◆ DOCUMENT PASSAGE
--
Are China’s Near Seas “Anti-Navy” capabilities aimed directly at the United States?
Yes, but it’s more complicated than that. In the military realm, Washington and Beijing face a situation that is complex both in concept and in policy implications. In contrast to its mostly-settled land borders , China’s island and maritime zone claims in the “Near Seas” remain mostly unresolved.
To further its still-contested claims in these “Three Seas” (the Yellow, East China, and South China Seas), China is developing increasingly-sophisticated capabilities to hold at risk forces of the U.S. and its allies and friends in that region and its immediate approaches. While some of these anti-access/area denial (A2/AD)—or, from Beijing’s perspective, “counter-intervention”—capabilities are naval in nature, land-based missiles controlled by the Second Artillery Force and land-based aircraft constitute many of the most potent and potentially effective ones. Thus, merely comparing the two nations’ navies as a whole, whatever allowances are made for the fact that the globally-distributed and -tasked U.S. Navy could not divert the majority of its platforms to the Near Seas even in wartime, fails to capture the true extent of the People’s Liberation Army (PLA)’s emerging challenge to the U.S. Navy. For this reason, some U.S. government analysts refer to China’s A2/AD forces as an “Anti-Navy .”
--
◆ RECORD EXTRACTS
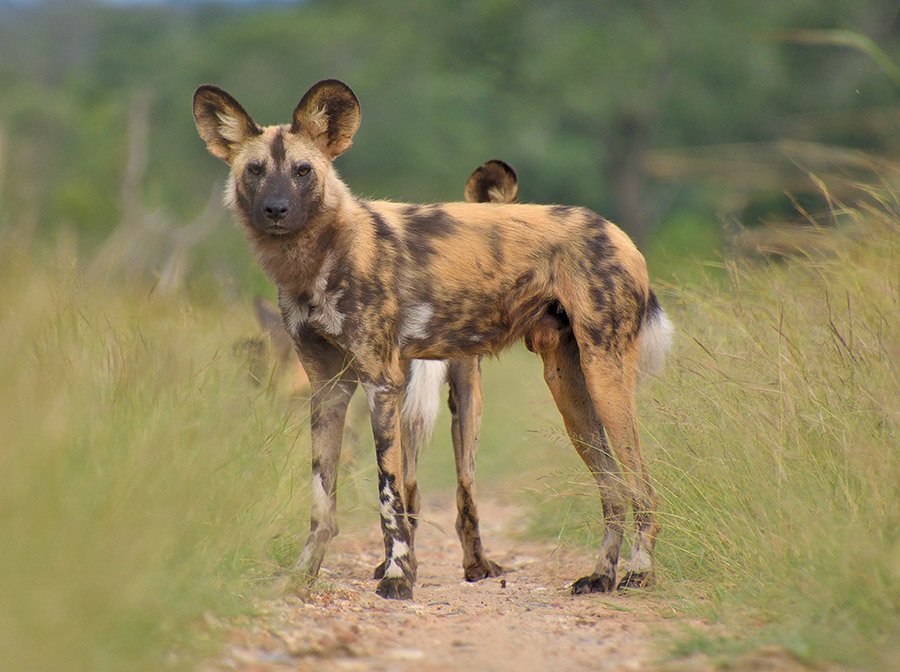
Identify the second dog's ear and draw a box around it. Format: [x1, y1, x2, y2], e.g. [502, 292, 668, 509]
[291, 79, 361, 159]
[465, 159, 519, 203]
[194, 85, 262, 163]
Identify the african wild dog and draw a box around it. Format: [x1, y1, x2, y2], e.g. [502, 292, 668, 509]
[238, 159, 518, 581]
[194, 80, 670, 599]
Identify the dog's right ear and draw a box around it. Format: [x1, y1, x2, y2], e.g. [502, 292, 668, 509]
[465, 159, 519, 203]
[194, 84, 262, 164]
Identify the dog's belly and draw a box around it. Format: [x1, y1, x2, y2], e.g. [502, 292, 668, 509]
[399, 295, 549, 359]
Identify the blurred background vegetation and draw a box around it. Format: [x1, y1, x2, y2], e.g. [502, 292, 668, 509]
[0, 0, 900, 671]
[0, 0, 900, 294]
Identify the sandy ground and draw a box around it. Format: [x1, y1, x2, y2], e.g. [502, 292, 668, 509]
[203, 497, 808, 672]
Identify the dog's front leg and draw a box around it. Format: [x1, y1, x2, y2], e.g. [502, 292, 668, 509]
[295, 331, 356, 577]
[363, 367, 415, 600]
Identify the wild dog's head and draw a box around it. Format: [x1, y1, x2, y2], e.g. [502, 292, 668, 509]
[465, 159, 519, 203]
[194, 79, 360, 236]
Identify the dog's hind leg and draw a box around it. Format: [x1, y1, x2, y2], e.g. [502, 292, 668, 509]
[529, 327, 627, 594]
[580, 338, 659, 588]
[449, 357, 503, 581]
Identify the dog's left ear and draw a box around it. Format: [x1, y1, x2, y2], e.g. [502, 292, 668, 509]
[291, 79, 360, 159]
[465, 159, 519, 203]
[194, 84, 262, 164]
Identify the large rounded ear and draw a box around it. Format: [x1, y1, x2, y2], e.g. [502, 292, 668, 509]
[291, 79, 360, 159]
[194, 84, 262, 163]
[466, 159, 519, 203]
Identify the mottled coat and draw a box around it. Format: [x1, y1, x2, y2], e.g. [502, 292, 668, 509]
[194, 80, 667, 598]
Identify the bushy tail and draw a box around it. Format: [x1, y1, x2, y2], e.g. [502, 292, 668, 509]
[638, 289, 675, 384]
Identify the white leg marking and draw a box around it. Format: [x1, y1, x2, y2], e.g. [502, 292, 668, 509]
[402, 359, 447, 441]
[312, 474, 331, 518]
[638, 310, 675, 383]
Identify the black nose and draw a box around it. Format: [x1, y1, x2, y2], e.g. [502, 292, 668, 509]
[263, 198, 288, 222]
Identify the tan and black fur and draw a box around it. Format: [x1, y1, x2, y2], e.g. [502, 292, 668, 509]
[194, 80, 665, 598]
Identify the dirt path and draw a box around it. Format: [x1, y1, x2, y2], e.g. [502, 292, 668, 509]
[207, 497, 696, 672]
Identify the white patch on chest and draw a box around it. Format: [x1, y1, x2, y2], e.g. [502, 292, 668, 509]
[278, 292, 309, 338]
[309, 254, 346, 336]
[400, 303, 434, 345]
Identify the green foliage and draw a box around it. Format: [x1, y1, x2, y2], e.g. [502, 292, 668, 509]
[537, 190, 900, 669]
[0, 0, 900, 270]
[0, 236, 318, 671]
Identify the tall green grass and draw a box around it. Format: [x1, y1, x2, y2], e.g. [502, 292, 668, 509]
[0, 180, 900, 671]
[0, 235, 316, 671]
[538, 188, 900, 669]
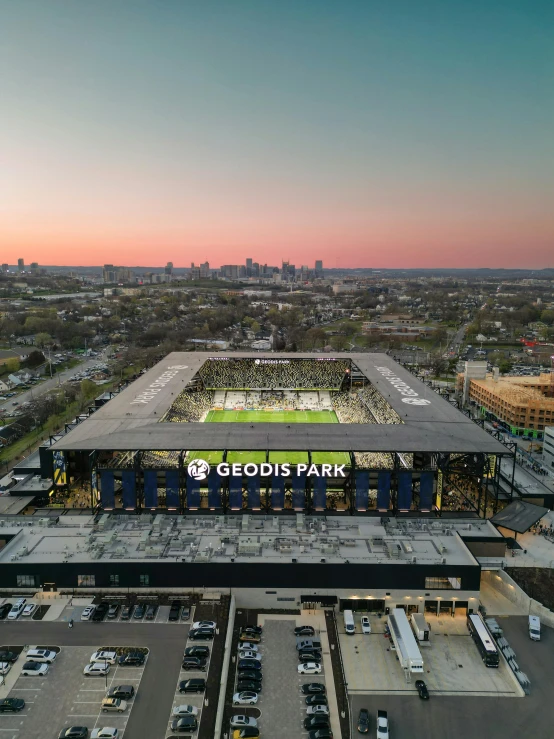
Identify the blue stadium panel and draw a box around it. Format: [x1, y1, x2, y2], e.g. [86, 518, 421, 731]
[208, 469, 221, 508]
[121, 470, 137, 508]
[355, 470, 369, 511]
[377, 470, 390, 511]
[229, 475, 242, 511]
[100, 470, 115, 510]
[312, 477, 327, 511]
[165, 470, 179, 508]
[248, 477, 261, 511]
[271, 477, 285, 511]
[397, 470, 412, 511]
[143, 470, 158, 508]
[292, 474, 306, 511]
[419, 472, 435, 511]
[187, 475, 200, 511]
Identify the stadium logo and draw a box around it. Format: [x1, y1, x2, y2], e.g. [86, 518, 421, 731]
[187, 459, 210, 480]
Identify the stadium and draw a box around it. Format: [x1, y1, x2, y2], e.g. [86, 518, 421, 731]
[48, 352, 510, 516]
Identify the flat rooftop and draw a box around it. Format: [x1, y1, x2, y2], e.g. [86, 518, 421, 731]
[53, 352, 508, 454]
[0, 514, 496, 566]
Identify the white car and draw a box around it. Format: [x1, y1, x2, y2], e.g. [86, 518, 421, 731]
[298, 662, 321, 675]
[192, 621, 217, 631]
[173, 704, 198, 716]
[235, 641, 260, 652]
[83, 662, 110, 677]
[81, 606, 96, 621]
[102, 698, 127, 713]
[233, 690, 258, 706]
[21, 662, 48, 677]
[306, 706, 329, 716]
[90, 726, 119, 739]
[89, 650, 117, 665]
[231, 714, 258, 729]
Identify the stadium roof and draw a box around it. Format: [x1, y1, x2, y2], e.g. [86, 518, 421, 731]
[52, 352, 507, 454]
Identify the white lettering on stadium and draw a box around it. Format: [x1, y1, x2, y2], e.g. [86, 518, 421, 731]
[375, 367, 431, 405]
[131, 364, 188, 405]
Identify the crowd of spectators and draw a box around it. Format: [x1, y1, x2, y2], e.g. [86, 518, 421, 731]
[199, 358, 349, 390]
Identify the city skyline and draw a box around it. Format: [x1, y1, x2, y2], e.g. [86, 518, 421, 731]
[0, 0, 554, 269]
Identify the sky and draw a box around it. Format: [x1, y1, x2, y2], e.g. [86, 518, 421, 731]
[0, 0, 554, 269]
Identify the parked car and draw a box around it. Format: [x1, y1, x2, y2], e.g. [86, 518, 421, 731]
[358, 708, 369, 734]
[21, 662, 48, 677]
[83, 662, 110, 677]
[89, 649, 117, 665]
[172, 703, 198, 716]
[179, 678, 206, 693]
[233, 690, 258, 706]
[118, 652, 146, 667]
[145, 605, 158, 621]
[106, 685, 135, 701]
[171, 716, 198, 733]
[294, 626, 315, 636]
[168, 600, 181, 621]
[298, 662, 321, 675]
[301, 683, 327, 695]
[107, 603, 119, 618]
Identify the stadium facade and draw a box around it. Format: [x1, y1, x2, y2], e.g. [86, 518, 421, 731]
[44, 352, 511, 517]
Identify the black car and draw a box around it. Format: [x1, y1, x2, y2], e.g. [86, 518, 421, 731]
[183, 645, 210, 660]
[298, 649, 321, 662]
[169, 600, 181, 621]
[179, 679, 206, 693]
[306, 693, 327, 706]
[118, 652, 145, 667]
[358, 708, 369, 734]
[301, 683, 327, 695]
[181, 657, 206, 670]
[304, 716, 329, 731]
[0, 652, 19, 662]
[171, 716, 198, 732]
[59, 726, 88, 739]
[237, 670, 262, 682]
[238, 659, 262, 670]
[107, 685, 135, 701]
[189, 629, 214, 641]
[90, 602, 106, 620]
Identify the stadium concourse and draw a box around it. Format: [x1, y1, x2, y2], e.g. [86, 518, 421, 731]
[46, 352, 511, 515]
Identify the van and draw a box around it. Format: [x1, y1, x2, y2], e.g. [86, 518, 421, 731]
[529, 616, 541, 641]
[27, 649, 57, 665]
[8, 598, 27, 621]
[343, 611, 356, 634]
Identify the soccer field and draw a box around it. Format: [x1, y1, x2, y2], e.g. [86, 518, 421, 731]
[206, 410, 339, 423]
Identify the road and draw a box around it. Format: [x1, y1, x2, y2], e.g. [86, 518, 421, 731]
[0, 349, 109, 415]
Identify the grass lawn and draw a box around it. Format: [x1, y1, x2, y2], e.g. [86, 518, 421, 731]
[206, 411, 339, 423]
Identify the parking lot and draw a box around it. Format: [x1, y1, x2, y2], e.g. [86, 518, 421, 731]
[337, 614, 520, 697]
--
◆ GIVEN INSTRUCTION 1
In the passage about China's Near Seas, which three seas make up the "Three Seas"?
◆ GIVEN INSTRUCTION 2
Please turn the rows into a numbered list, from the first row through the line containing "[638, 310, 675, 383]", with both ends included. Leave the pictures and any blank lines out of the list.
The rows have no connection to the passage about China's Near Seas.

◆ WORKED SOLUTION 1
The Yellow, East China, and South China Seas.

◆ WORKED SOLUTION 2
1. Identify the second dog's ear and draw a box around it. Format: [x1, y1, x2, y2], e.g. [502, 292, 668, 509]
2. [291, 79, 361, 159]
3. [465, 159, 519, 203]
4. [194, 85, 262, 163]
5. Identify the african wild dog and draw a box around it. Format: [x1, y1, x2, y2], e.g. [502, 292, 668, 509]
6. [238, 159, 518, 581]
7. [194, 80, 670, 599]
8. Identify the dog's right ear and draw a box around it. Format: [x1, y1, x2, y2], e.g. [502, 292, 668, 509]
9. [465, 159, 519, 203]
10. [194, 84, 262, 164]
11. Identify the dog's belly and draw a box around it. Format: [x1, y1, x2, y2], e.g. [502, 292, 668, 509]
12. [399, 295, 549, 359]
13. Identify the blurred background vegetation and draw a box around it. Format: [x1, y1, x2, y2], e.g. [502, 292, 668, 509]
14. [0, 0, 900, 671]
15. [0, 0, 900, 294]
16. Identify the sandy ground and draw a box around it. Format: [x1, y1, x2, y2], e.g. [502, 292, 668, 509]
17. [203, 497, 808, 672]
18. Identify the dog's front leg and draw a box around it. Format: [x1, y1, x2, y2], e.g. [502, 292, 668, 509]
19. [295, 331, 356, 577]
20. [363, 367, 415, 600]
21. Identify the wild dog's head and draw a box around it. Format: [x1, y1, x2, y2], e.g. [502, 292, 668, 509]
22. [465, 159, 519, 203]
23. [194, 79, 360, 236]
24. Identify the dog's hind leg and draw a box around it. Format: [x1, y1, x2, y2], e.g. [502, 292, 668, 509]
25. [529, 327, 627, 594]
26. [580, 338, 659, 588]
27. [449, 357, 503, 581]
28. Identify the dog's left ear and draw a box around it. Format: [x1, y1, x2, y2], e.g. [502, 292, 668, 509]
29. [291, 79, 360, 159]
30. [465, 159, 519, 203]
31. [194, 84, 262, 164]
32. Identify the large rounded ear and draw a box around it. Format: [x1, y1, x2, y2], e.g. [502, 292, 668, 509]
33. [291, 79, 360, 159]
34. [194, 84, 262, 163]
35. [466, 159, 519, 203]
36. Identify the mottled coat and draw a box around it. Format: [x1, y1, x2, y2], e.g. [502, 292, 668, 509]
37. [194, 80, 667, 598]
38. Identify the bushy tail and draw a box around it. Format: [x1, y1, x2, y2], e.g. [502, 292, 668, 509]
39. [638, 289, 675, 384]
40. Identify the white leg marking and draw a box around it. Format: [x1, y1, x2, y2], e.g. [502, 292, 668, 509]
41. [402, 359, 447, 441]
42. [312, 474, 331, 518]
43. [638, 310, 675, 383]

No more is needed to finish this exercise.